» **PROBLEM DESCRIPTION**:
The whole listing below should be duplicated exactly, with nothing left out.

» **DATA IN THIS EXERCISE**:
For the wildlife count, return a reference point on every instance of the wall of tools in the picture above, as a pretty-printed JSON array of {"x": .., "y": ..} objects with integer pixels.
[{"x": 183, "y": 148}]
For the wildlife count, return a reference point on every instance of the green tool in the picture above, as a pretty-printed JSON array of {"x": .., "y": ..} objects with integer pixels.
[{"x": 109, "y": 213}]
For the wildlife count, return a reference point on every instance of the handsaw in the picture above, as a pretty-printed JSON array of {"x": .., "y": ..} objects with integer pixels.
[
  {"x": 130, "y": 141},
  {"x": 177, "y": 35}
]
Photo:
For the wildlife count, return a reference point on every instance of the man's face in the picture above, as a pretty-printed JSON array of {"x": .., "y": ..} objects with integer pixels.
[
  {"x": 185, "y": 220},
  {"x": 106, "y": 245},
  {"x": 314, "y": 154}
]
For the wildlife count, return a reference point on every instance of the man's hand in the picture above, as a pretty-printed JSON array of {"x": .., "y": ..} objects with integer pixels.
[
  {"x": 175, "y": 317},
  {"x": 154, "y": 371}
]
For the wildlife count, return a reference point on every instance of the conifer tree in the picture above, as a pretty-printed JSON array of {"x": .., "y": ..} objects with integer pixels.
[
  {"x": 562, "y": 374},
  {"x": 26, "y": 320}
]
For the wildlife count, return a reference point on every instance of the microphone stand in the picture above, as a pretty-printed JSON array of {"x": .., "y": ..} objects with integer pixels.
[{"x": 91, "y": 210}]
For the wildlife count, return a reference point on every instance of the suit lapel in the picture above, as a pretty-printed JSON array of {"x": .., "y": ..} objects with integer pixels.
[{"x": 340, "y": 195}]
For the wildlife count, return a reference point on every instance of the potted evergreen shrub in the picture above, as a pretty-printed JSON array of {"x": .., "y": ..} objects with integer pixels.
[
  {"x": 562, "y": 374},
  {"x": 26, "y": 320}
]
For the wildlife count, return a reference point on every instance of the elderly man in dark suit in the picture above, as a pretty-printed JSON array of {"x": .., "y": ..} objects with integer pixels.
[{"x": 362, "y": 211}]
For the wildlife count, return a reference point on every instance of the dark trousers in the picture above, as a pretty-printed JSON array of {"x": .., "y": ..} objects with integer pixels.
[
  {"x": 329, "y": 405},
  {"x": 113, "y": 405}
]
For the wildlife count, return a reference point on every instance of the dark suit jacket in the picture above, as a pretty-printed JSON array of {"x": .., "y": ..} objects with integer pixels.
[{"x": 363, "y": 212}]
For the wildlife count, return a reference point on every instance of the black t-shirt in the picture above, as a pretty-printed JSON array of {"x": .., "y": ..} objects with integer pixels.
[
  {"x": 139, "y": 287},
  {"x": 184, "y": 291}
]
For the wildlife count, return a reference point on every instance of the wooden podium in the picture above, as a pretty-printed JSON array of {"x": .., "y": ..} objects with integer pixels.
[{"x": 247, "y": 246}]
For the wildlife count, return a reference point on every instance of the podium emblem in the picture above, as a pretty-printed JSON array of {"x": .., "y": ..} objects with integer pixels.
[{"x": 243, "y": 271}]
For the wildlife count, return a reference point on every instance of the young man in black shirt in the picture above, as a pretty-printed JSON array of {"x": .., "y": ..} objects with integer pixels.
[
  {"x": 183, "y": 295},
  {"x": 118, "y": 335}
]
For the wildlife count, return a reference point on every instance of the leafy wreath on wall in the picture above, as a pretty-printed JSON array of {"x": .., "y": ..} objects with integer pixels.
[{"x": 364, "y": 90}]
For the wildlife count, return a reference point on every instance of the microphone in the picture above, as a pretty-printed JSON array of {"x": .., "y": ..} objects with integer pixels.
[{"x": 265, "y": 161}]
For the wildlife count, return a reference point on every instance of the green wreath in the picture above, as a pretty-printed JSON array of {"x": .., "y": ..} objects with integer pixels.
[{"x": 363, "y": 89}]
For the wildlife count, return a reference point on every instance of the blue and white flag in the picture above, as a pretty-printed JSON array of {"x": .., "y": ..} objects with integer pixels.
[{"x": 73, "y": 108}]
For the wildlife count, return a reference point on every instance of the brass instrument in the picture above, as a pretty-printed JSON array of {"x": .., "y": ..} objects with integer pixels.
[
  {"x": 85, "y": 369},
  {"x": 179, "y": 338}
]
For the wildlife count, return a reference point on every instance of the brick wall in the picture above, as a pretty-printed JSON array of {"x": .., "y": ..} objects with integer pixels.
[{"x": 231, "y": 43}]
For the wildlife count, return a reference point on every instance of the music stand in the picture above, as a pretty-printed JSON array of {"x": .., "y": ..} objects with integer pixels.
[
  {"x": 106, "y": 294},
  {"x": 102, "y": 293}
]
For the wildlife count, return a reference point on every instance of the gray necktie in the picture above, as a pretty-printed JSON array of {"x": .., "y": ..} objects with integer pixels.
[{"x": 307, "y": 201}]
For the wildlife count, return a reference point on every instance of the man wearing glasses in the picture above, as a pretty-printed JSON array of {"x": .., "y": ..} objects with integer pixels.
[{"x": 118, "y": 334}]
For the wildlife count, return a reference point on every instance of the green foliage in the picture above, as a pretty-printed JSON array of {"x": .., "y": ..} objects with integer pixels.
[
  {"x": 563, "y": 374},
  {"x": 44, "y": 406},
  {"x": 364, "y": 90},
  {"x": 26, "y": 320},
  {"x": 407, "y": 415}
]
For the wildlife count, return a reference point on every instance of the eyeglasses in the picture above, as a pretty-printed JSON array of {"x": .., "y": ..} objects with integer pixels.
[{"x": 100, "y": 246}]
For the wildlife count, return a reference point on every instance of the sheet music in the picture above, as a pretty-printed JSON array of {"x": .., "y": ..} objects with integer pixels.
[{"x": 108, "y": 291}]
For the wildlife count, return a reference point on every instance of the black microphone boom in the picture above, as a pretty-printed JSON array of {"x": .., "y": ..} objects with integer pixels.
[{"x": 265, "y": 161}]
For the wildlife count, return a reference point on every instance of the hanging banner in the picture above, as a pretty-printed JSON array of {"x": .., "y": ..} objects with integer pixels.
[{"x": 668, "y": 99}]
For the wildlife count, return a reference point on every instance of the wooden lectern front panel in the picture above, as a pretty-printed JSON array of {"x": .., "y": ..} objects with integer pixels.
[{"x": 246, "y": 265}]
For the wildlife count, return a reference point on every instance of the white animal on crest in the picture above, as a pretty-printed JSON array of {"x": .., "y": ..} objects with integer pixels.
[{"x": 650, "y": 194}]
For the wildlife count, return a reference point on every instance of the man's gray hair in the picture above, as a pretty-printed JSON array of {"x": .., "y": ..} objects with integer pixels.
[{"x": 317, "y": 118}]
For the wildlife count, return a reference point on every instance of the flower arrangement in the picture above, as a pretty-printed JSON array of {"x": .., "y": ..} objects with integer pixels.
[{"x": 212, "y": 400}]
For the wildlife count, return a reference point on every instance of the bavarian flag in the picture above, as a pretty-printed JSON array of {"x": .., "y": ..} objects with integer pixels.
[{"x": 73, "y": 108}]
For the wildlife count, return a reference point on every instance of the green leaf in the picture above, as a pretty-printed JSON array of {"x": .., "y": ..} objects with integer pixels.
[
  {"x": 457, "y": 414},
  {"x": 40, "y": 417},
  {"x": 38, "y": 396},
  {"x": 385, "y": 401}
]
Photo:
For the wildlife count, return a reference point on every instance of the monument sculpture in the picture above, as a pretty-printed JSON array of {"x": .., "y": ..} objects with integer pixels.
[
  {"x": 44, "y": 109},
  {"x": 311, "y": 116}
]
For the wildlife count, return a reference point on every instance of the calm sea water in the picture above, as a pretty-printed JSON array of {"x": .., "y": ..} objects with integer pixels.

» **SOLUTION FOR THIS EXERCISE**:
For the wildlife count, return a reference point on every instance of the wall of tools in the picture above, as a pretty-printed JSON array of {"x": .., "y": ..} objects with integer pixels.
[{"x": 183, "y": 148}]
For the wildlife count, return a reference point on every instance of the green tool in the picture above, as a pretty-printed JSON array of {"x": .., "y": ..} objects with integer pixels.
[{"x": 109, "y": 213}]
For the wildlife count, return a reference point on every instance of the handsaw in the picture above, as a pretty-printed JSON array of {"x": .., "y": ..} objects with integer pixels.
[
  {"x": 130, "y": 141},
  {"x": 177, "y": 35}
]
Photo:
For the wildlife count, return a reference point on every instance of the man's face in the picture above, as a pretty-printed JSON array of {"x": .., "y": ..} objects with integer pixels.
[
  {"x": 185, "y": 220},
  {"x": 106, "y": 245},
  {"x": 314, "y": 154}
]
For the wildlife count, return a reference point on every instance of the man's hand in the picture above, as a pretty-printed JSON array of {"x": .., "y": ..} objects with integer pixels.
[
  {"x": 175, "y": 317},
  {"x": 154, "y": 371}
]
For the wildlife count, return a reference point on every instance of the conifer tree in the picture above, as a pretty-printed JSON array of {"x": .., "y": ..} objects with integer pixels.
[
  {"x": 562, "y": 374},
  {"x": 26, "y": 320}
]
For the wildlife count, return a reference point on every instance of the microphone stand in the picture above, as a pretty-printed JSON array of {"x": .., "y": ..} objects with integer pixels.
[{"x": 91, "y": 210}]
For the wildlife count, return a reference point on every instance of the suit lapel in the picture above, as a pretty-printed JSON array of {"x": .., "y": ..} objects with integer pixels.
[{"x": 340, "y": 195}]
For the wildlife count, return a reference point on every instance of the potted evergreen shrub in the picture above, as a pretty-printed JSON array of {"x": .., "y": ..} objects with integer pixels.
[
  {"x": 562, "y": 374},
  {"x": 26, "y": 320}
]
For the wildlife count, return a reference point on every instance of the elderly man in dark suit in the picture above, as a pretty-printed JSON array of {"x": .., "y": ..} objects with integer pixels.
[{"x": 362, "y": 211}]
For the wildlife count, return a reference point on every instance of the dark trousers in the picture above, as a pretty-printed JSON array of {"x": .., "y": ..} objects with integer pixels.
[
  {"x": 329, "y": 405},
  {"x": 113, "y": 405}
]
For the wildlife count, return a reference point on every instance of the dark suit jacket in the picture above, as a pretty-printed JSON array of {"x": .., "y": ..} objects with integer pixels.
[{"x": 363, "y": 212}]
For the wildlife count, return a reference point on every instance of the black t-shirt in the picture above, as a pretty-printed JSON array of {"x": .., "y": ..} objects with integer pixels.
[
  {"x": 139, "y": 287},
  {"x": 184, "y": 291}
]
For the wildlife count, return a reference point on every instance of the wooden podium in the picture above, as a pretty-printed JSON array of {"x": .., "y": ..} objects with integer pixels.
[{"x": 247, "y": 246}]
For the wildlife count, return a reference point on every instance of the podium emblem in the picture above, as a pretty-printed JSON array of {"x": .., "y": ..} objects with integer pixels.
[{"x": 243, "y": 271}]
For the wildlife count, return a reference point on every instance of the young man in black shirt in the picture above, as a pretty-printed JSON array of {"x": .., "y": ..} objects with integer pixels.
[
  {"x": 183, "y": 295},
  {"x": 118, "y": 335}
]
For the wildlife count, return a reference point on every instance of the leafy wreath on wall in the picture above, as a pretty-printed JSON array of {"x": .., "y": ..} objects with integer pixels.
[{"x": 364, "y": 90}]
For the wildlife count, return a reference point on every instance of the microphone in the picture above, as a pretty-printed JSON array of {"x": .., "y": ..} objects with integer pixels.
[{"x": 265, "y": 161}]
For the wildlife count, return a reference point on every instance of the green wreath in the picture above, as a pretty-printed JSON array of {"x": .., "y": ..} objects with integer pixels.
[{"x": 363, "y": 89}]
For the wildlife count, return a reference point on every instance of the blue and white flag in the picture above, as a pretty-printed JSON array of {"x": .., "y": ..} objects with integer pixels.
[{"x": 73, "y": 108}]
For the wildlife count, return a reference point on every instance of the brass instrument in the picture above, as a pretty-printed JSON array of {"x": .., "y": ..} objects with integer pixels.
[
  {"x": 85, "y": 369},
  {"x": 179, "y": 338}
]
For the wildlife count, return a reference point on every instance of the brick wall in the picture above, as a pretty-printed JSON array of {"x": .., "y": ..} objects with integer pixels.
[{"x": 231, "y": 43}]
For the wildlife count, return a reference point on every instance of the music stand in the picture above, as a pretty-printed JSON array of {"x": .., "y": ..} objects with integer pixels.
[
  {"x": 106, "y": 294},
  {"x": 102, "y": 293}
]
For the wildlife count, return a reference point on every instance of the gray necktie in the picture above, as a pretty-printed JSON array of {"x": .., "y": ..} objects with integer pixels.
[{"x": 307, "y": 201}]
For the wildlife count, return a reference point on every instance of the man wearing glasses in the picture above, as a pretty-printed JSON array of {"x": .., "y": ..} objects with integer pixels.
[{"x": 118, "y": 334}]
For the wildlife count, return a reference point on every instance of the green foliage in the picture above, as a pretty-printed JSON array of {"x": .., "y": ..} objects with integer pixels.
[
  {"x": 563, "y": 374},
  {"x": 44, "y": 406},
  {"x": 364, "y": 90},
  {"x": 26, "y": 320},
  {"x": 407, "y": 415}
]
For the wildlife count, return a reference point on every instance of the eyeglasses in the picture above, as a pretty-printed JSON array of {"x": .., "y": ..} objects with integer pixels.
[{"x": 100, "y": 246}]
For the wildlife count, return a reference point on every instance of the sheet music in the picture above, as a pretty-printed JSON array of {"x": .., "y": ..} objects with integer pixels.
[{"x": 108, "y": 291}]
For the wildlife count, return a reference point on every instance of the black microphone boom in the picture above, as a pretty-printed JSON array of {"x": .., "y": ..} objects with integer pixels.
[{"x": 265, "y": 161}]
For the wildlife count, return a reference point on every instance of the hanging banner in the picture above, as a pretty-printed JSON array of {"x": .., "y": ..} objects with integer pixels.
[{"x": 668, "y": 99}]
For the wildlife count, return a reference point on every instance of the wooden lectern front panel in the picture above, as a pretty-printed JSON array of {"x": .., "y": ..} objects with integer pixels.
[{"x": 246, "y": 265}]
For the wildlife count, return a reference point on every instance of the white animal on crest in the picture above, as a pretty-printed JSON array of {"x": .., "y": ..} objects with integer pixels.
[{"x": 650, "y": 194}]
For the wildlife count, return a reference point on every instance of the man's gray hair in the picture above, as a pretty-printed JSON array of {"x": .., "y": ..} objects with integer pixels.
[{"x": 317, "y": 118}]
For the wildlife count, return a reference point on every instance of the flower arrangement in the picture above, as a pretty-printed JSON array of {"x": .., "y": ..} objects with integer pixels.
[{"x": 212, "y": 400}]
For the wildlife count, return a reference point on every instance of the bavarian flag in the picture above, as a pretty-printed JSON array of {"x": .., "y": ..} objects with integer pixels.
[{"x": 73, "y": 108}]
For the wildlife count, return a reference point on every instance of the green leaf in the picture above, as a pretty-printed JSON array of {"x": .., "y": ..} objects with integer pixels.
[
  {"x": 457, "y": 414},
  {"x": 40, "y": 417},
  {"x": 38, "y": 396},
  {"x": 385, "y": 401}
]
Photo:
For the wildlife count, return a reference point on every instance of the monument sculpture in the picture above, as a pretty-printed JSON array of {"x": .., "y": ..} objects with integer pixels.
[
  {"x": 44, "y": 109},
  {"x": 311, "y": 116}
]
For the wildlife count, return a reference point on every instance of the calm sea water in the picture above, as a pretty-printed JSON array of {"x": .., "y": ..} objects with integer pixels.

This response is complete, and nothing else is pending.